Copy out every line of all the records below, character for character.

> _GIVEN ENTRIES_:
***

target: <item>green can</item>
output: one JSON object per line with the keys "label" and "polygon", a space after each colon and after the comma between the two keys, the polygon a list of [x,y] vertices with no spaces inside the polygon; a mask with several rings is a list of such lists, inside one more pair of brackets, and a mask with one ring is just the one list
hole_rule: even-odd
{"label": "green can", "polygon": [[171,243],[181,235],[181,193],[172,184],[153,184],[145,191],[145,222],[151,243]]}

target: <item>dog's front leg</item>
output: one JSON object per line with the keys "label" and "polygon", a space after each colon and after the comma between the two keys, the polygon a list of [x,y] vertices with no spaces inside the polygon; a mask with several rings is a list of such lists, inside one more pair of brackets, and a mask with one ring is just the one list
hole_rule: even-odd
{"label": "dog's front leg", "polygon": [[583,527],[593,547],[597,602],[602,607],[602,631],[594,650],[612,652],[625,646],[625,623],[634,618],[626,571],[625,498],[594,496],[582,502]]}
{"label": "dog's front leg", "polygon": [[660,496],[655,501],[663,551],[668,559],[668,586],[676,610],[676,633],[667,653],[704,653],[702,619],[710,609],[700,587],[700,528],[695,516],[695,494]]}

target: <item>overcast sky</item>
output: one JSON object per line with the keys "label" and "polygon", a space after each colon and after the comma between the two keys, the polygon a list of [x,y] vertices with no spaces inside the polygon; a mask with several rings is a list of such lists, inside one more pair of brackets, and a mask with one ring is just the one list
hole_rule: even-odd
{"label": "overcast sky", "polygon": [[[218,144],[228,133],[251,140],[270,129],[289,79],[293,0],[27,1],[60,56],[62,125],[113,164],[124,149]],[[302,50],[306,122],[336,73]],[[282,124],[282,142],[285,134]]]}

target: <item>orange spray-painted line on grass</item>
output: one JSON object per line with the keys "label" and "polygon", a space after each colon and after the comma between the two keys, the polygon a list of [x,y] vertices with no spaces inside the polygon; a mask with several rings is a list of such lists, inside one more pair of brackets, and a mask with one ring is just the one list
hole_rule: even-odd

***

> _THE RESPONSE_:
target: <item>green can</item>
output: one JSON object per line with the keys "label" and "polygon", a space after each colon and after the comma between the two keys, the polygon a list of [x,y] vertices with no spaces inside the polygon; a mask with several rings is a list of such lists, inside one more pair of brackets, and a mask with one ring is just the one list
hole_rule: even-odd
{"label": "green can", "polygon": [[171,243],[181,235],[181,193],[172,184],[153,184],[145,191],[145,222],[151,243]]}

target: <item>dog's front leg</item>
output: one JSON object per line with the keys "label" and "polygon", a space after each colon and after the comma between the two keys, the polygon a list of [x,y] vertices with no spaces inside the polygon; a mask with several rings is a list of such lists, inside one more pair of brackets, and a mask with one ring is just the one list
hole_rule: even-odd
{"label": "dog's front leg", "polygon": [[583,527],[593,547],[597,602],[602,607],[602,631],[594,650],[612,652],[625,646],[625,623],[634,618],[626,571],[625,498],[594,496],[582,502]]}
{"label": "dog's front leg", "polygon": [[660,496],[655,501],[663,551],[668,559],[668,586],[676,610],[676,633],[667,653],[704,653],[702,619],[710,609],[700,587],[700,528],[695,516],[695,494]]}

target: <item>overcast sky</item>
output: one JSON object per line with the keys "label" and "polygon", a space after each colon and after the comma between the two keys, the polygon a list of [x,y] vertices with no spaces inside the polygon; a mask with several rings is a list of such lists, inside one more pair of brackets, and a mask with one ring is just the one list
hole_rule: even-odd
{"label": "overcast sky", "polygon": [[[218,144],[228,133],[251,140],[270,129],[289,79],[293,0],[27,1],[60,56],[62,125],[113,164],[124,149]],[[302,50],[306,122],[336,73]],[[282,124],[282,142],[285,134]]]}

target: <item>orange spray-painted line on grass</item>
output: one JSON object per line with the keys "label" and "polygon", a space after each colon and after the comma between the two keys, the polygon a list of [x,y] vertices with no spaces inside the polygon; a mask with several rings is a list of such lists, inside one more pair of brackets, and a mask with one ring is just the one list
hole_rule: even-odd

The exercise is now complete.